Dataset records about object locations:

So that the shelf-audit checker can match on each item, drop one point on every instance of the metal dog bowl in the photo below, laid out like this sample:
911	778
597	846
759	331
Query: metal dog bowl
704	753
--
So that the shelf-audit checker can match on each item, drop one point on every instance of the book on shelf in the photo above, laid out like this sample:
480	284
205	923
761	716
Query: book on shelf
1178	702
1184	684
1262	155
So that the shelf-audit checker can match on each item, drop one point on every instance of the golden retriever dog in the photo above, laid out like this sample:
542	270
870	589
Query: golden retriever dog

### Exercise instructions
Locate each line in the records above that contains the word "Query" with the same capitalization, and copy those lines out.

### Answer for this exercise
Query: metal dog bowl
Query: book on shelf
Query: golden retriever dog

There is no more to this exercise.